— В первый раз в жизни, сказал я, вижу человека, плачущего о том, что ему подарили дом.
Через три дня купчая была совершена. Справедливость требует прибавить, что, по мере открывавшихся неисправностей, пришлось потратить немало денег на их исправление.
Петрушу Борисова, упросившего Ивана Ал. еще во время покупки Ольховатки заняться ею, мы с тех пор не видали, так как, окончив курс вторым кандидатом, он, с разрешения Министерства Народного Просвещения, уехал в Германию для филологических изучений вообще и санскрита в частности. Знаменитый Вестфаль рекомендовал его своим приятелям в Иенском университете.
Начиная с 1-го октября 81 г., мы ежегодно стали проводить зиму в Москве на Плющихе, и для нас великою отрадою был переезд семьи Толстых на зиму в Москву.
Тургенев писал:
30 декабря 1881 г.
Париж.
Любезнейший Афанасий Афанасьевич! Вчера утром получил я ваше письмо, а к вечеру пришел и Фауст. Сердечно благодарю вас, что вспомнили обо мне. Вы не можете сомневаться в том великом интересе, с которым я прочту ваш перевод. Что же касается до личных моих отношений к вам, то они никогда не изменялись, не смотря на некоторые недоразумения. Да к тому же, и вы и я, мы оба на склоне наших лет, и что бы мы были за люди, если бы старость не научила нас уважению свободы мнений, чувств и т. п.? Я в апреле месяце буду в Москве и надеюсь застать еще вас там, так же как и Толстых. Поклонитесь им всем от меня, а также и вашей супруге, которую благодарю за память. С Новым Годом, с новым… (или со старым?) счастьем!! Преданный вам Ив. Тургенев.

> _Задание A_:
Где, судя по отрывку из воспоминаний, стали проводить зиму начиная с 1 октября 81 г.?
> _Задание B_:
Согласны ли с отрывком из воспоминаний эти утверждения? (i) Купчая была совершена через три дня. (ii) Петруша Борисов окончил курс первым кандидатом. (iii) Тургенев собирался быть в Москве в мае. На каждое ответьте «да» или «нет» и приведите решающие слова из отрывка.
> _Задание C_:
Подхватите отрывок из воспоминаний и продолжите его с того места, где он кончается.

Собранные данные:
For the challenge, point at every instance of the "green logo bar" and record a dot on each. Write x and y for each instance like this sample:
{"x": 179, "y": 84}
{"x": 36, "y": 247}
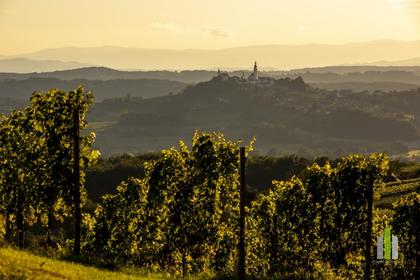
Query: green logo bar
{"x": 387, "y": 244}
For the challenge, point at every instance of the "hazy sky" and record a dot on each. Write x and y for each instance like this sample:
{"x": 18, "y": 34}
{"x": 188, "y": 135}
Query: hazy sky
{"x": 30, "y": 25}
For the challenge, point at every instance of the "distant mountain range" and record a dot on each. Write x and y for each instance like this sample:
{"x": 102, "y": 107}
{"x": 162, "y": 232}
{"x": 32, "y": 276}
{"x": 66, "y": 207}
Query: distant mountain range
{"x": 384, "y": 52}
{"x": 25, "y": 65}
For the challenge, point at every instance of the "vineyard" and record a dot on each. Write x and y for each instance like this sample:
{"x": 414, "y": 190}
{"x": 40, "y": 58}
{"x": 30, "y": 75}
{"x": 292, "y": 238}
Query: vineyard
{"x": 183, "y": 217}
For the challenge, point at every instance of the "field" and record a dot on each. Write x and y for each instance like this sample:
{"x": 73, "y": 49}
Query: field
{"x": 16, "y": 264}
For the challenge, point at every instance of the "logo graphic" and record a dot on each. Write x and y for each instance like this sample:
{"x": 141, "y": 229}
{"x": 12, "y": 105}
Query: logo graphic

> _Ответ A_:
В Москве на Плющихе.

> _Ответ B_:
(i) Да: «Через три дня купчая была совершена.»
(ii) Нет: «окончив курс вторым кандидатом».
(iii) Нет: «Я в апреле месяце буду в Москве».

> _Ответ C_:
Давным-давно, в разговорах со мною о Горации, Тургенев, упоминая, что я его перевел, полуукоризненно прибавлял: «не всего». Это словечко было для меня тем неприятнее, что я сам давно чувствовал этот изъян. Еще в 60-х годах мною переведено было послание к Пизонам. Оно, в то время просмотренное П. М. Леонтьевым, было набрано для «Русск. Вестника», но издатели не решились напечатать такую классическую вещь, страха ради иудейского. Каков был уровень общественного мнения по сравнению хотя бы с английским за 50 лет тому назад, когда Вальтер Скотт говорил, что готов бы отдать половину своей славы за знание греческого языка, недостаток которого он болезненно чувствует всю жизнь.
В марте[248], по возвращении в Воробьевку, я усердно задался мыслью завершить полный перевод Горация и представить его на общий суд.